Segmentation dataset excerpts:
========================

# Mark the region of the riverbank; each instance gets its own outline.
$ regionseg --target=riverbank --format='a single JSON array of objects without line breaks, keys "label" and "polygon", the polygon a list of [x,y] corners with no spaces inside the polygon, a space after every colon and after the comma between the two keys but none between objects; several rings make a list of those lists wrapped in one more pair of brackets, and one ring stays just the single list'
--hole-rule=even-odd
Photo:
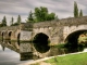
[{"label": "riverbank", "polygon": [[[85,49],[83,52],[62,54],[62,55],[57,55],[57,56],[66,56],[66,55],[82,54],[82,53],[86,53],[86,52],[87,52],[87,49]],[[36,61],[30,61],[30,62],[26,62],[26,63],[18,64],[18,65],[32,65],[32,64],[36,64],[36,63],[42,63],[45,65],[45,63],[42,61],[46,61],[46,60],[49,60],[49,58],[52,58],[52,57],[55,57],[55,56],[50,56],[50,57],[45,57],[45,58],[40,58],[40,60],[36,60]],[[51,64],[48,64],[48,65],[51,65]]]}]

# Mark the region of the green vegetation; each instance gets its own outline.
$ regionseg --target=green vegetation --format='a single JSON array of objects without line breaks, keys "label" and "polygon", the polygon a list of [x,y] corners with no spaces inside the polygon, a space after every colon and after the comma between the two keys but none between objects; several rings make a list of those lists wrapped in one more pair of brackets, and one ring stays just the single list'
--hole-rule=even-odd
[{"label": "green vegetation", "polygon": [[0,27],[7,26],[7,17],[3,16],[2,23],[0,24]]},{"label": "green vegetation", "polygon": [[83,16],[83,11],[80,10],[80,12],[79,12],[79,16]]},{"label": "green vegetation", "polygon": [[78,17],[78,16],[83,16],[83,11],[80,10],[78,14],[78,6],[76,1],[74,1],[74,17]]},{"label": "green vegetation", "polygon": [[74,17],[78,17],[78,8],[75,1],[74,1]]},{"label": "green vegetation", "polygon": [[57,56],[47,60],[51,65],[87,65],[87,53],[73,54],[66,56]]},{"label": "green vegetation", "polygon": [[12,18],[11,18],[11,26],[13,25],[13,22],[14,22],[14,18],[12,17]]}]

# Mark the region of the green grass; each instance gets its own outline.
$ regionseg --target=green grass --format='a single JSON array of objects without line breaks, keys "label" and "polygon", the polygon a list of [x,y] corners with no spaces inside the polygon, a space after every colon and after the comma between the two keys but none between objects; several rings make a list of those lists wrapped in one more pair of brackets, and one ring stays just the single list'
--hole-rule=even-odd
[{"label": "green grass", "polygon": [[87,53],[57,56],[45,62],[51,65],[87,65]]}]

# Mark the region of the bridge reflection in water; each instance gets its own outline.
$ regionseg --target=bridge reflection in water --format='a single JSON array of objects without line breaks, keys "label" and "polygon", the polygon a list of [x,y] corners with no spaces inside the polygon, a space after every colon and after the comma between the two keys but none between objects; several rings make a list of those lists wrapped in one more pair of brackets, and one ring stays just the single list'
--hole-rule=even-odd
[{"label": "bridge reflection in water", "polygon": [[40,44],[40,43],[4,40],[4,41],[1,41],[0,44],[3,51],[5,50],[5,48],[9,48],[10,50],[17,52],[20,54],[21,61],[37,60],[40,57],[45,57],[47,55],[52,56],[52,55],[64,53],[63,49],[55,48],[55,47],[50,48],[46,44]]}]

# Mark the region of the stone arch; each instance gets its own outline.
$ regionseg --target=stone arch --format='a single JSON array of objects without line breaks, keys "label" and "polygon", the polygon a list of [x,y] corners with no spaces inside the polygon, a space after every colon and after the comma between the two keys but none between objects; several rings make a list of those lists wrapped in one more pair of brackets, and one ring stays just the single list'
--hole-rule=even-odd
[{"label": "stone arch", "polygon": [[35,49],[40,53],[45,53],[50,49],[49,37],[44,32],[39,32],[35,35],[33,42],[34,42]]}]

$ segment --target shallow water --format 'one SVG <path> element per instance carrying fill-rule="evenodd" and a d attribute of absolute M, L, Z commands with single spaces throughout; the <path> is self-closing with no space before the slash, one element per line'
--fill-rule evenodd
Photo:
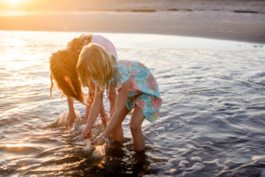
<path fill-rule="evenodd" d="M 147 150 L 135 154 L 130 116 L 123 144 L 95 150 L 80 135 L 84 125 L 67 128 L 58 117 L 67 110 L 65 97 L 55 89 L 49 98 L 49 58 L 80 35 L 0 31 L 1 176 L 265 173 L 264 45 L 103 34 L 120 59 L 141 61 L 159 83 L 160 119 L 144 121 Z M 81 119 L 85 106 L 75 107 Z M 97 123 L 92 141 L 102 130 Z"/>

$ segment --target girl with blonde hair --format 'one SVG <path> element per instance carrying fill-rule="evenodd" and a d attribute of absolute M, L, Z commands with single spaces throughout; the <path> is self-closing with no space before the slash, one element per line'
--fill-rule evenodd
<path fill-rule="evenodd" d="M 79 60 L 79 55 L 82 48 L 90 43 L 97 43 L 110 52 L 117 58 L 117 52 L 112 42 L 107 38 L 99 35 L 81 35 L 79 38 L 74 38 L 68 42 L 65 50 L 58 50 L 53 53 L 49 58 L 49 69 L 50 69 L 50 96 L 52 96 L 52 88 L 54 81 L 57 83 L 57 88 L 64 95 L 67 96 L 67 104 L 69 113 L 67 116 L 68 125 L 72 126 L 76 119 L 76 112 L 73 106 L 73 99 L 75 98 L 81 103 L 85 104 L 85 98 L 81 88 L 80 81 L 78 78 L 76 65 Z M 88 96 L 87 99 L 87 106 L 85 112 L 85 119 L 87 119 L 92 103 L 94 102 L 95 96 L 95 84 L 89 81 Z M 110 88 L 110 115 L 112 114 L 112 108 L 116 100 L 115 88 Z M 108 114 L 105 112 L 103 104 L 100 107 L 99 112 L 102 123 L 106 126 Z"/>
<path fill-rule="evenodd" d="M 115 87 L 118 93 L 114 112 L 104 130 L 94 142 L 102 145 L 112 134 L 114 141 L 123 141 L 122 121 L 134 108 L 130 129 L 136 151 L 145 149 L 145 139 L 141 131 L 144 119 L 153 122 L 157 119 L 162 99 L 157 83 L 148 68 L 137 61 L 116 60 L 102 47 L 90 43 L 83 48 L 77 65 L 81 83 L 86 86 L 90 81 L 95 83 L 95 102 L 83 130 L 83 136 L 91 136 L 92 127 L 102 104 L 102 90 L 105 86 Z M 77 89 L 77 93 L 80 89 Z M 82 99 L 80 99 L 82 100 Z"/>

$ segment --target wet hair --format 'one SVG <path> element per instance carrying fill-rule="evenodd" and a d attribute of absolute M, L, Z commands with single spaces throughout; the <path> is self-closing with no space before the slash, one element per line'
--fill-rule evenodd
<path fill-rule="evenodd" d="M 76 69 L 78 59 L 77 52 L 71 50 L 58 50 L 49 58 L 51 97 L 55 80 L 58 88 L 65 96 L 84 103 L 81 83 Z"/>
<path fill-rule="evenodd" d="M 80 54 L 77 71 L 84 87 L 93 79 L 103 88 L 115 72 L 116 58 L 95 43 L 85 46 Z"/>

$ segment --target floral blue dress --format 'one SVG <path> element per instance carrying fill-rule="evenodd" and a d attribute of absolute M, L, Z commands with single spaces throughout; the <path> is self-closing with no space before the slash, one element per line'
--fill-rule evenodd
<path fill-rule="evenodd" d="M 128 110 L 137 105 L 148 120 L 156 120 L 162 99 L 157 83 L 149 69 L 143 64 L 132 60 L 117 60 L 115 67 L 116 72 L 110 81 L 110 86 L 117 87 L 119 90 L 132 77 L 126 103 Z"/>

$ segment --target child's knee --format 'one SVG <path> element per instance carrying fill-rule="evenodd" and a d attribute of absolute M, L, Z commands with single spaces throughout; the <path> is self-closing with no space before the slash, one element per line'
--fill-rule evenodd
<path fill-rule="evenodd" d="M 135 121 L 130 121 L 130 129 L 132 134 L 135 134 L 140 130 L 141 125 L 137 124 Z"/>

========================

* _Stated goal_:
Could you reproduce verbatim the records starting at the line that contains "segment --target child's" and ending at the end of the records, including both ends?

* _Problem solution_:
$ segment --target child's knee --format 'one SVG <path> element per instance carrying fill-rule="evenodd" and a d attribute of absolute M, L, Z commands with single spaces throughout; the <path> is self-closing with no space before the slash, one element per line'
--fill-rule evenodd
<path fill-rule="evenodd" d="M 135 121 L 130 121 L 130 129 L 132 134 L 135 134 L 140 130 L 141 125 L 137 124 Z"/>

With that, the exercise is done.